> Request A
Select and copy every line of the rows below that holds the string "trace".

> Supplied text
○ ○ ○

Re: [PATCH 3/3] btrfs: file-item: refactor btrfs_lookup_bio_sums() to handle out-of-order bvecs

linux-btrfs.vger.kernel.org archive mirror
 help / color / mirror / Atom feed

From: David Sterba <dsterba@suse.cz>
To: Qu Wenruo <wqu@suse.com>
Cc: linux-btrfs@vger.kernel.org
Subject: Re: [PATCH 3/3] btrfs: file-item: refactor btrfs_lookup_bio_sums() to handle out-of-order bvecs
Date: Tue, 3 Nov 2020 20:46:51 +0100	[thread overview]
Message-ID: <20201103194650.GD6756@twin.jikos.cz> (raw)
In-Reply-To: <20201028072432.86907-4-wqu@suse.com>

On Wed, Oct 28, 2020 at 03:24:32PM +0800, Qu Wenruo wrote:
>  
> +/*
> + * Helper to find csums for logical bytenr range

    * Find checksums for logical bytenr range

'Helper' or 'This function' are redundant

> + * [disk_bytenr, disk_bytenr + len) and restore the result to @dst.
                                           ^^^^^^^
					   store

So this replaces the individual parameter description and is better
readable, ok.

> + *
> + * Return >0 for the number of sectors we found.
> + * Return 0 for the range [disk_bytenr, disk_bytenr + sectorsize) has no csum
> + * for it. Caller may want to try next sector until one range is hit.
> + * Return <0 for fatal error.
> + */
> +static int find_csum_tree_sums(struct btrfs_fs_info *fs_info,
> +			       struct btrfs_path *path, u64 disk_bytenr,
> +			       u64 len, u8 *dst)

○ ○ ○

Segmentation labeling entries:

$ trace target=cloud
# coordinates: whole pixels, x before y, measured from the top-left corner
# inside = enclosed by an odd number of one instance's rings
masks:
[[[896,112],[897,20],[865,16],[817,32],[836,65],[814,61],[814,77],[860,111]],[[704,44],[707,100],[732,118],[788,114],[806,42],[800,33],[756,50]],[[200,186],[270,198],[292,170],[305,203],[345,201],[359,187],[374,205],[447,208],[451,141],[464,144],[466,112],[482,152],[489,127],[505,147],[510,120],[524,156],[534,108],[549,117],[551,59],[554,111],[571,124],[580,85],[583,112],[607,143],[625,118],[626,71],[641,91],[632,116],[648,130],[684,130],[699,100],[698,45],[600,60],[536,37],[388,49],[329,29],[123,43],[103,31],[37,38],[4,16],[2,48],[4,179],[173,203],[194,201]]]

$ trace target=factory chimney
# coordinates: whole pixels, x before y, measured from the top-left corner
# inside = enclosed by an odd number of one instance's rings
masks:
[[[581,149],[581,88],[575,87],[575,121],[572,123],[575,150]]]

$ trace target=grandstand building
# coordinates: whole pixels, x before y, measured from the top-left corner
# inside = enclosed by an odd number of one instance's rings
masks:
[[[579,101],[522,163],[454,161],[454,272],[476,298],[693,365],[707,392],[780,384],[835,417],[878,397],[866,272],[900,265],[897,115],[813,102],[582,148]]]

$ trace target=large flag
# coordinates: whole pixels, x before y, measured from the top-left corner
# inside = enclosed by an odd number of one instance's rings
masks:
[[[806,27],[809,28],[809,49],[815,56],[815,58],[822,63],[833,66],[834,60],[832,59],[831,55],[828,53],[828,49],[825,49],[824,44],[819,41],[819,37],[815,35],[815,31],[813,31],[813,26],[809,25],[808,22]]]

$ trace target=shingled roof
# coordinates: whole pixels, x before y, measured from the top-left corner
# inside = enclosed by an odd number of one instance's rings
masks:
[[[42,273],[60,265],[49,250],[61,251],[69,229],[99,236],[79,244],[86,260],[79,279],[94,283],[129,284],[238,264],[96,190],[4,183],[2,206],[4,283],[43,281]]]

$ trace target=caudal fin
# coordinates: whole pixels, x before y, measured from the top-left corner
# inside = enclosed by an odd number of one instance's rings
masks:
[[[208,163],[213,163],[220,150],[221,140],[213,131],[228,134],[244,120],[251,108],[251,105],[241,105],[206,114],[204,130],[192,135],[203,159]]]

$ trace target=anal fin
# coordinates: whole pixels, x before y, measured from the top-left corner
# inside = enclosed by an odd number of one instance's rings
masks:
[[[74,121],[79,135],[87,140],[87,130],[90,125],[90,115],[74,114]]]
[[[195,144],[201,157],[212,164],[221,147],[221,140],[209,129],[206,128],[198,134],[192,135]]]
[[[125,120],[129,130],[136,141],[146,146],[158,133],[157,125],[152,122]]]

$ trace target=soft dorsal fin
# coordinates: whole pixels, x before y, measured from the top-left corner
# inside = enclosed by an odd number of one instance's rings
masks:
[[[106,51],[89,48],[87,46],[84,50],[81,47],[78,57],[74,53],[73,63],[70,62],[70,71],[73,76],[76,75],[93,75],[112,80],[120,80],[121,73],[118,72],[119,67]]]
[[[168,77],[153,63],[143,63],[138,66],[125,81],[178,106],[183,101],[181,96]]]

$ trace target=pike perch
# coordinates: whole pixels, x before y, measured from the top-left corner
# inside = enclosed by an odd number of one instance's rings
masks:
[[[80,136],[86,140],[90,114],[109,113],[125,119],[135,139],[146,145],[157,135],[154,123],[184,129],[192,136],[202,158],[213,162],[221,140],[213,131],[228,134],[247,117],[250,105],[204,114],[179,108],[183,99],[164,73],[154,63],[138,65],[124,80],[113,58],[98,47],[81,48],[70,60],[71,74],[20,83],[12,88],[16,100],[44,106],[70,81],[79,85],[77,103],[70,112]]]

○ ○ ○

> Request B
Continue the btrfs patch review above from the point where it stops.

> Final answer A
$ trace target=cloud
$ trace target=factory chimney
$ trace target=grandstand building
$ trace target=large flag
$ trace target=shingled roof
$ trace target=caudal fin
$ trace target=anal fin
$ trace target=soft dorsal fin
$ trace target=pike perch

> Final answer B
> +{
> +	struct btrfs_csum_item *item = NULL;
> +	struct btrfs_key key;
> +	u32 csum_size = btrfs_super_csum_size(fs_info->super_copy);

This could use the fs_info->csum_size now that we have it

> +	u32 sectorsize = fs_info->sectorsize;
> +	int ret;
> +	u64 csum_start;
> +	u64 csum_len;
> +
> +	ASSERT(IS_ALIGNED(disk_bytenr, sectorsize) &&
> +	       IS_ALIGNED(len, sectorsize));
> +
> +	/* Check if the current csum item covers disk_bytenr */
> +	if (path->nodes[0]) {
> +		item = btrfs_item_ptr(path->nodes[0], path->slots[0],
> +				      struct btrfs_csum_item);
> +		btrfs_item_key_to_cpu(path->nodes[0], &key, path->slots[0]);
> +		csum_start = key.offset;
> +		csum_len = btrfs_item_size_nr(path->nodes[0], path->slots[0]) /
> +			   csum_size * sectorsize;

			path->slots[0]) / csum_size * sectorsize

This expresission would be better on one line

> +		if (csum_start <= disk_bytenr &&
> +		    csum_start + csum_len > disk_bytenr)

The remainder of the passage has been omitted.